### TASK
Line by line, copy all of the data exactly.

[Natural-language object grounding data]
%%
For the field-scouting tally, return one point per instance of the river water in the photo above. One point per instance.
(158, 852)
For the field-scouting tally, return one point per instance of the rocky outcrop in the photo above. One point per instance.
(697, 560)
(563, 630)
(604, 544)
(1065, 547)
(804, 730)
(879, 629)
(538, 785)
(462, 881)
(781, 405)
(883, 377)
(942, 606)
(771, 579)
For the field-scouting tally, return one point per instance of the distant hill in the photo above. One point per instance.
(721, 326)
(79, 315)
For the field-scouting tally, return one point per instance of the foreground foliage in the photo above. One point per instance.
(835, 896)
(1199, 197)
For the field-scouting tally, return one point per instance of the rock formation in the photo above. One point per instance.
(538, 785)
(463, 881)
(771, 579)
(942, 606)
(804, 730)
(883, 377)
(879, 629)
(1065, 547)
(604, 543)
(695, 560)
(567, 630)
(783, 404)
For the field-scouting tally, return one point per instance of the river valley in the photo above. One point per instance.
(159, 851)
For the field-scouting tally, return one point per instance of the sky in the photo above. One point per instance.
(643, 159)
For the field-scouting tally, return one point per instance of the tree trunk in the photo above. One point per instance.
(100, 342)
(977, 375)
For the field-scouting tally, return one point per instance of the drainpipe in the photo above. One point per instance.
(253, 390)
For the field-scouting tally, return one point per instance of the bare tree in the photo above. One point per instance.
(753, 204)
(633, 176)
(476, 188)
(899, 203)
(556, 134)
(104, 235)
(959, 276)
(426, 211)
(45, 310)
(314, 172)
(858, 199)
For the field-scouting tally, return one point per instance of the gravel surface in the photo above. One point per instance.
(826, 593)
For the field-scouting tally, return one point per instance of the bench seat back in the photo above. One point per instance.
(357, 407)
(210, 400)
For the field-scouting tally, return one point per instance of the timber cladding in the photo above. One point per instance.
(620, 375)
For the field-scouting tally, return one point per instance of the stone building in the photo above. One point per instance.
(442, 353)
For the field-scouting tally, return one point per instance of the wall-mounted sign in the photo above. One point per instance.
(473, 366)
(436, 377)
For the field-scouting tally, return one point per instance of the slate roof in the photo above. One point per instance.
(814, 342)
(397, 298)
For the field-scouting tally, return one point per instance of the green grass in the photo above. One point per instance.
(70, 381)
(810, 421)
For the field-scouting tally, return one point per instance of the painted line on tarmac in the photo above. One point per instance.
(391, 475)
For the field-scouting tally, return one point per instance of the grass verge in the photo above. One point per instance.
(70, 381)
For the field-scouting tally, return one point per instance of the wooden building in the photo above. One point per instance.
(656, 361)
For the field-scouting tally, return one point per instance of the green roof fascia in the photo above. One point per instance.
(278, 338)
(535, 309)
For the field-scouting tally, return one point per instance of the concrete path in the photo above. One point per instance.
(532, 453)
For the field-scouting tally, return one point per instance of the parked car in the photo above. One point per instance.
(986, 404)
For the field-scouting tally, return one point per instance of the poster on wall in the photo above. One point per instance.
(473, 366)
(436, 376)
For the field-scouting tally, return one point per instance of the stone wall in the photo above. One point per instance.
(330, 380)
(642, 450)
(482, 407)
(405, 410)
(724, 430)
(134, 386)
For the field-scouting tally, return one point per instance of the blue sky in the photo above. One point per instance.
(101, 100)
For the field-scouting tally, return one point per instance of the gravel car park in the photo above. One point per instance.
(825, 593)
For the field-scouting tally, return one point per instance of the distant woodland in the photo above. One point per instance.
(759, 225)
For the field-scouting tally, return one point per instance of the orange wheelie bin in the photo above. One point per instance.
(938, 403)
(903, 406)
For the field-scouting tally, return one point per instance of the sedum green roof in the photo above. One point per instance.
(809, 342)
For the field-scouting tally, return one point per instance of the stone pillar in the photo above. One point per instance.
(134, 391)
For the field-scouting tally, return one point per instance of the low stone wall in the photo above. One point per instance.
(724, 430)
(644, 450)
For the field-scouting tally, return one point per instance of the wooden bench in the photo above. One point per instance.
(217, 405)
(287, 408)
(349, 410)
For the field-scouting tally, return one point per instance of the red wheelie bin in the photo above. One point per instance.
%%
### TASK ANSWER
For the field-scouting tally, return one point per instance of the river water in the photo above. One point per instance.
(158, 852)
For the field-scouting tally, return one point per instance of the rocky outcrop in the photo above. One point per instance.
(697, 560)
(563, 630)
(604, 544)
(1065, 547)
(804, 730)
(879, 629)
(538, 785)
(462, 881)
(781, 405)
(883, 377)
(942, 606)
(771, 579)
For the field-scouting tally, return one point per instance of the distant hill in the photo above. One point per instance.
(721, 326)
(79, 315)
For the field-scouting tally, return one point per instance of the foreground foliage in the photo above. One point per instance.
(835, 896)
(1199, 197)
For the field-scouting tally, return one point per instance of the rock formation in the photo above. One point per instance.
(538, 785)
(463, 881)
(771, 579)
(942, 606)
(804, 730)
(883, 377)
(879, 629)
(1065, 547)
(604, 543)
(695, 560)
(567, 630)
(783, 404)
For the field-scouting tally, return one point per instance of the river valley in the photo above. One point per instance.
(159, 851)
For the field-scouting tally, return one point per instance of the sky in the photo above. One point per instance.
(643, 159)
For the field-scouting tally, return one point per instance of the tree trunk in the photo above. One point per instance.
(100, 342)
(977, 375)
For the field-scouting tally, return one point per instance of the drainpipe in the photo above. One point per instance.
(253, 390)
For the field-scouting tally, return one point per instance of the bare tree in the photo above. One point per instance.
(753, 204)
(633, 176)
(476, 188)
(899, 203)
(556, 134)
(104, 235)
(959, 276)
(426, 211)
(45, 310)
(314, 172)
(858, 199)
For the field-scouting tally, return one point per instance of the gravel surface in the photo above. One point per instance.
(826, 593)
For the field-scouting tally, return one point per instance of the bench seat back in the photo above. One point per instance.
(357, 407)
(210, 400)
For the field-scouting tally, return one point per instance of the timber cladding in the photo above. One point per instance.
(620, 375)
For the field-scouting tally, return one point per instance of the stone building in the photo above. One point per instance.
(442, 353)
For the field-scouting tally, return one point per instance of the wall-mounted sign in the photo above. One point per instance.
(473, 366)
(436, 377)
For the field-scouting tally, return one point per instance of the slate roof in the photo above. One point per instance.
(814, 342)
(397, 298)
For the field-scouting tally, return one point per instance of the green grass in the photo above. One point per instance.
(70, 381)
(810, 421)
For the field-scouting tally, return one point per instance of the painted line on tarmac in the photo above. One point per instance.
(391, 475)
For the field-scouting tally, return one point per instance of the grass verge in the photo above. One point per instance.
(70, 381)
For the field-scouting tally, return one point per instance of the wooden building in the photo above. One point per instance.
(656, 361)
For the field-scouting tally, return one point per instance of the green roof fascia in the photo above. One point per instance.
(278, 338)
(535, 309)
For the field-scouting tally, return one point per instance of the concrete path in the photo above. One point per instance.
(532, 453)
For the field-scouting tally, return one point per instance of the parked car in the photo above. One point per instance.
(986, 404)
For the field-scouting tally, return one point per instance of the poster on wall in the photo above. One point per instance.
(473, 366)
(436, 376)
For the field-scouting tally, return one point per instance of the stone wall in the photo above. One point per instance.
(330, 380)
(642, 450)
(482, 407)
(405, 410)
(724, 430)
(134, 386)
For the field-scouting tally, return one point per instance of the blue sky in the photo above. One point per instance.
(101, 100)
For the field-scouting tally, return one point per instance of the gravel car park in the photo above. One point per instance.
(825, 593)
For the field-scouting tally, return one point per instance of the distant woodland in the photo above. One point per instance.
(759, 225)
For the field-scouting tally, return one point per instance of the orange wheelie bin in the photo above. One point per instance.
(938, 403)
(903, 406)
For the field-scouting tally, return one point per instance of the sedum green roof in the photo above. One point per instance.
(809, 342)
For the field-scouting tally, return one point per instance of the stone pillar in the photo above. One point per instance.
(134, 391)
For the field-scouting tally, return one point per instance of the low stone wall in the photo above. One point per instance.
(724, 430)
(644, 450)
For the field-scouting tally, return one point per instance of the wooden bench in the photo above. One point per instance.
(217, 405)
(287, 408)
(349, 410)
For the field-scouting tally, return one point per instance of the red wheelie bin in the photo above. One point per instance.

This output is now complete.